> _Required task_:
Copy the listing from its first line through the line holding "[57,0,592,399]", inclusive, changing every "supply" to "provide" and leaving all else as it is.

------------------------------------

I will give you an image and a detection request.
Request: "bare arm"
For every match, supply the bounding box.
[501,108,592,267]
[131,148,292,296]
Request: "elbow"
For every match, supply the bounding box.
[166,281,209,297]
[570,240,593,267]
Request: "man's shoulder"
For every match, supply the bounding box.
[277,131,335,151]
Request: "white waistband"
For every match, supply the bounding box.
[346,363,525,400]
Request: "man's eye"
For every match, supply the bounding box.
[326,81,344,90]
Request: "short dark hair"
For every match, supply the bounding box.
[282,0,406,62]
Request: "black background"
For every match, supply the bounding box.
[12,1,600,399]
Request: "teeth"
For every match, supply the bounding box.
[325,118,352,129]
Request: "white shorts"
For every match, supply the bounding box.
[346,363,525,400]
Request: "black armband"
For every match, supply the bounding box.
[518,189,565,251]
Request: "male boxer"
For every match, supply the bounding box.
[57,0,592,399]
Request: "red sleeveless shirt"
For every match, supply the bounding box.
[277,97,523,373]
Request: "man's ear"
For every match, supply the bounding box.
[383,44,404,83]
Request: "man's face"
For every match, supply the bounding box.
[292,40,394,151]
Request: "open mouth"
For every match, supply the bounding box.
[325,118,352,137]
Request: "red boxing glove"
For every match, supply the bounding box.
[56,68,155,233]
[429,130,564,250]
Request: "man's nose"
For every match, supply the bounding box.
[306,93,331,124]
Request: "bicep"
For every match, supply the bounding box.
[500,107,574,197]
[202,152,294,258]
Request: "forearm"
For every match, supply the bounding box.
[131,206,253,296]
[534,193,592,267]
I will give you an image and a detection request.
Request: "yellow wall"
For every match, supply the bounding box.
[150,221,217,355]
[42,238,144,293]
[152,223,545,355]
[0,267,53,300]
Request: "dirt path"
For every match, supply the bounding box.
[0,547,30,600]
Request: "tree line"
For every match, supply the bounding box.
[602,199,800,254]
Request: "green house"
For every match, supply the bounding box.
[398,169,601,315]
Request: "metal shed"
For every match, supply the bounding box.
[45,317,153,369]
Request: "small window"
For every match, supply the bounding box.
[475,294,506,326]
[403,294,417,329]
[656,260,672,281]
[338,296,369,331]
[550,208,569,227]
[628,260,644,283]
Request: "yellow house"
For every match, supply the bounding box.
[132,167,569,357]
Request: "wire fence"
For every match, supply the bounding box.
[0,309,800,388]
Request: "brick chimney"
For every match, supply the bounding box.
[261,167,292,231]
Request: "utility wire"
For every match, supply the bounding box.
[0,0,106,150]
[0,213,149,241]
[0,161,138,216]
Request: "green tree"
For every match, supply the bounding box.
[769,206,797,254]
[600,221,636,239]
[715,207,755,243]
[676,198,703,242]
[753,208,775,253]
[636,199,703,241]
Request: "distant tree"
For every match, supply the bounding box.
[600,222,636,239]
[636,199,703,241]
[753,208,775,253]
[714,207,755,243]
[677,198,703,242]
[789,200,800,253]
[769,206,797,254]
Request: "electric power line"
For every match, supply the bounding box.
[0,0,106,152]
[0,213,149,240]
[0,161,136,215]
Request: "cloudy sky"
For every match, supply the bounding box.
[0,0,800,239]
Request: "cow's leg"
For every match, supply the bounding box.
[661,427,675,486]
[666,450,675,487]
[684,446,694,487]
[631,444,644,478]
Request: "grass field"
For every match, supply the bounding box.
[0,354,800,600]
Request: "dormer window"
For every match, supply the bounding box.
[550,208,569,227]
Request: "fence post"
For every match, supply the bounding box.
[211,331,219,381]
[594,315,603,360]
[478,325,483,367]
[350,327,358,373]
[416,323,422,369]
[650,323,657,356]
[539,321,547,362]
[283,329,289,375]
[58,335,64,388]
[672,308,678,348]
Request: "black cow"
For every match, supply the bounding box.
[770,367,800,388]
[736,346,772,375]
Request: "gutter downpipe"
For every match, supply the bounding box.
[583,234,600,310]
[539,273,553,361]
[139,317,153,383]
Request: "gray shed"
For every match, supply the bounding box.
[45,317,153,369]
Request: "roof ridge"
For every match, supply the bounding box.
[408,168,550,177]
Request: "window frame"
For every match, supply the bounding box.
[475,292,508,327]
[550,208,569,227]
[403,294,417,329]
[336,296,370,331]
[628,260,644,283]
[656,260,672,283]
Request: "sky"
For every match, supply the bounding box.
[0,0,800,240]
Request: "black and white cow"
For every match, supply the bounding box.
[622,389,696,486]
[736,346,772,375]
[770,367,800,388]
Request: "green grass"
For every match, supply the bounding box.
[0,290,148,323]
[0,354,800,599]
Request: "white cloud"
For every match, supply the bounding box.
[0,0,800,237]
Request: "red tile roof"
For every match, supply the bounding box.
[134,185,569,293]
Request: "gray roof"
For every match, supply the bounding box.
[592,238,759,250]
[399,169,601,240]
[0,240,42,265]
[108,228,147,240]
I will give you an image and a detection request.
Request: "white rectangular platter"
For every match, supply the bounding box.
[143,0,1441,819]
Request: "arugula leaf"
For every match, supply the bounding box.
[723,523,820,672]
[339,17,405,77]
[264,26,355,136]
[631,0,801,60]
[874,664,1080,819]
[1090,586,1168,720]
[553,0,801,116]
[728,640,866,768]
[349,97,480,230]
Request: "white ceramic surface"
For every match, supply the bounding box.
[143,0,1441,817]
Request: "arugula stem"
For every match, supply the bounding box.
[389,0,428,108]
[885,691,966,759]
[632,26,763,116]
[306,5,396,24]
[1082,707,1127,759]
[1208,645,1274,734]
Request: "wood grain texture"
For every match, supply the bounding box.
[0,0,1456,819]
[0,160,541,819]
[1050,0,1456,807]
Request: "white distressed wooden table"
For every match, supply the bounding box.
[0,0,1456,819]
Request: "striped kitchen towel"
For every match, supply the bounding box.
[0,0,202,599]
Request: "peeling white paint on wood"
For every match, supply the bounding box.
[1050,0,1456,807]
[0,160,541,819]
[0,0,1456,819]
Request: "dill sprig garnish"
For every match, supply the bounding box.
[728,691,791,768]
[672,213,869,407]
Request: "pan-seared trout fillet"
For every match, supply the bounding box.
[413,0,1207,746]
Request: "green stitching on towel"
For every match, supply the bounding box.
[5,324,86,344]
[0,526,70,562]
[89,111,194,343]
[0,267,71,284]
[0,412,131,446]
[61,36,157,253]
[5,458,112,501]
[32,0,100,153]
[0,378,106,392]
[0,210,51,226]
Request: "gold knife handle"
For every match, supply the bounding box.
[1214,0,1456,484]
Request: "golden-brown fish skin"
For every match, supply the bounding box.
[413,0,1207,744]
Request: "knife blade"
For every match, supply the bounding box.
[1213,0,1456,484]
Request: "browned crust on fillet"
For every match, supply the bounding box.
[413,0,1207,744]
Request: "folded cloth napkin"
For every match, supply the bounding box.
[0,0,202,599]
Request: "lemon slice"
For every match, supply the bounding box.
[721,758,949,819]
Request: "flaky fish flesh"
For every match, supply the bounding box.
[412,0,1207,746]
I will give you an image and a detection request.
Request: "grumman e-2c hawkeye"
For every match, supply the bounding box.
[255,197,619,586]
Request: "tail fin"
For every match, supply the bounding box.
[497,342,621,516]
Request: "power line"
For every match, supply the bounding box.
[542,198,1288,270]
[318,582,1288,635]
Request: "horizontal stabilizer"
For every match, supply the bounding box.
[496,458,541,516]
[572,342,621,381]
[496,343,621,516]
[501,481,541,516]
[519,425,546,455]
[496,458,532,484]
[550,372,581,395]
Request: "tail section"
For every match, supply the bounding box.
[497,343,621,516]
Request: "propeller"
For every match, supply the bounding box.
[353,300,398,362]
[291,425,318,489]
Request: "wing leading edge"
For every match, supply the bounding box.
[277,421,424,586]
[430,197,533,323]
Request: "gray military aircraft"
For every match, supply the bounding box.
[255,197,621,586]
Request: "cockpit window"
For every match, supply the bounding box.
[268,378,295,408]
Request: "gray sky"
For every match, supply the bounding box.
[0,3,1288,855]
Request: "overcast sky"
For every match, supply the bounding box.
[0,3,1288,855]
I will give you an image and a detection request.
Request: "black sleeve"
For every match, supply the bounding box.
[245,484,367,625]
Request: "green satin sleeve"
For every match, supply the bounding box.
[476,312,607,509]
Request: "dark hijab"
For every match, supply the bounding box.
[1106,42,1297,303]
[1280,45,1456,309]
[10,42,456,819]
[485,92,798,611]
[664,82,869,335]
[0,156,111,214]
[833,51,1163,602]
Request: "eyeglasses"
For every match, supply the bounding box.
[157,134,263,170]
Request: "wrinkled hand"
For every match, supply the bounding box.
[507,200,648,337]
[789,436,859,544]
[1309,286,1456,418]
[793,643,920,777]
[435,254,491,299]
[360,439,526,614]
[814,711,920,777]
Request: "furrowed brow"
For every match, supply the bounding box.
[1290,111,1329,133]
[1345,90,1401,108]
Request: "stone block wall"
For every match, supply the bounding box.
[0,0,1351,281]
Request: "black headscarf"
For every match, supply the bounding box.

------------------------------------

> _Right answer_:
I will give you an image and a detection request.
Request: "bare arm"
For every match, provide the bounding box.
[501,108,592,267]
[131,148,292,296]
Request: "elbow"
For every match, provide the bounding box.
[166,281,209,297]
[570,240,593,267]
Request: "man's shoulder"
For every match, provide the bounding box.
[277,131,335,151]
Request: "white waistband"
For every match, provide the bounding box.
[346,363,525,400]
Request: "man's eye"
For every match, provide the bounding box.
[326,81,344,90]
Request: "short dark hair"
For every match, provide the bounding box.
[282,0,406,62]
Request: "black background"
For every match, provide the bounding box.
[12,1,600,399]
Request: "teeth"
For every match, provide the bounding box.
[325,118,352,129]
Request: "white shorts"
For every match, provide the bounding box.
[346,363,525,400]
Request: "black armband"
For every match, provide the bounding box.
[518,189,565,251]
Request: "male boxer"
For every match, provide the bounding box.
[57,0,592,399]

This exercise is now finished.